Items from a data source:

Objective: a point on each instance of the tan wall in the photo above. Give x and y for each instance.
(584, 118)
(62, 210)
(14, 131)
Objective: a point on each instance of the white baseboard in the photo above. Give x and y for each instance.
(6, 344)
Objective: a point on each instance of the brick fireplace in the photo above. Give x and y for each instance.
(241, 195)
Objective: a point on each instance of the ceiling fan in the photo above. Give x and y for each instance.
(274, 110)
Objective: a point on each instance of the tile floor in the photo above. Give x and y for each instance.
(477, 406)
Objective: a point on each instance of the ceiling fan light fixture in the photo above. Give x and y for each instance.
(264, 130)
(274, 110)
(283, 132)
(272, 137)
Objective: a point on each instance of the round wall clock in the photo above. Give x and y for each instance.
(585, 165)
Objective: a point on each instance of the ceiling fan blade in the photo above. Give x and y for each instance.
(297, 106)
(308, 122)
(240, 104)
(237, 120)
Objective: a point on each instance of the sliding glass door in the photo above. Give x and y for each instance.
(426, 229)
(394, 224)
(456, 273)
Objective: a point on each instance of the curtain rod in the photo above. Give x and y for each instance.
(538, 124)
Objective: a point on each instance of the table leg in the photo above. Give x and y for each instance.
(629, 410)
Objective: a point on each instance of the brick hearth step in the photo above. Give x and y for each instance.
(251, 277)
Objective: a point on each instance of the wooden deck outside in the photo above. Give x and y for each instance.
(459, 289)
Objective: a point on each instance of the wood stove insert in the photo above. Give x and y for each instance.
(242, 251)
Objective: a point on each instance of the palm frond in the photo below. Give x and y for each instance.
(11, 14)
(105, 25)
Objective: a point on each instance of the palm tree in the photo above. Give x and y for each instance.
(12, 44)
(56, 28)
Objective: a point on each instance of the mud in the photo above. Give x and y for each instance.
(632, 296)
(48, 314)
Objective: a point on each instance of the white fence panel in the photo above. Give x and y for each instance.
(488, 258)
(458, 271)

What you will do
Could you repeat every record above exactly as it appears?

Written solution
Objective: a point on each instance of the tan wall in the photo above. Give x and y for each instance.
(584, 118)
(62, 210)
(14, 131)
Objective: a point on each instance of the white baseboard in the photo above. Give x and y for each instance.
(6, 344)
Objective: a point on each instance of the brick fireplace in the photo above. Give x and y for each instance.
(241, 195)
Objective: a point on each instance of the ceiling fan in the photo above. Give x and y for each instance.
(274, 110)
Objective: a point on each instance of the tile floor in the photo above. Give x and y for each instance.
(477, 406)
Objective: a point on each instance of the ceiling fan light fixture in the photo above. Give x and y for each instance.
(264, 130)
(274, 110)
(283, 132)
(272, 137)
Objective: a point on each instance of the round wall clock in the photo above. Give x and y for each instance.
(585, 165)
Objective: a point on each instance of the ceiling fan blade in the photo above. Give x and y for each instance.
(297, 106)
(308, 122)
(240, 104)
(237, 120)
Objective: a point on each instance of the sliding glass door in the photo above. Give x and y for each instance.
(426, 229)
(394, 224)
(456, 273)
Objective: a point on each instance of the curtain rod in the photo above. Give x and y for each instance.
(538, 124)
Objective: a point on each instance of the table leg in the photo above. Give x and y for each instance.
(629, 410)
Objective: a point on each instance of the brick hearth step in the photo above. Give x and y for each instance.
(251, 277)
Objective: a point on each instance of the wooden deck outside in the photo above. Give x and y for each instance.
(459, 289)
Objective: a point on each instance of the wood stove insert in the photo above. Give x and y for each instance.
(242, 251)
Objective: a point on each instance of the palm frond in the photo below. Give x and y for each instance.
(11, 14)
(105, 25)
Objective: a point on each instance of the palm tree in the photo above. Give x and y for each instance.
(12, 44)
(56, 28)
Objective: a point on each instance of the mud in the photo above. Give x and y for each instance.
(632, 296)
(48, 314)
Objective: a point on each instance of the white fence panel in the photo above. Give x and y for each instance.
(488, 258)
(458, 271)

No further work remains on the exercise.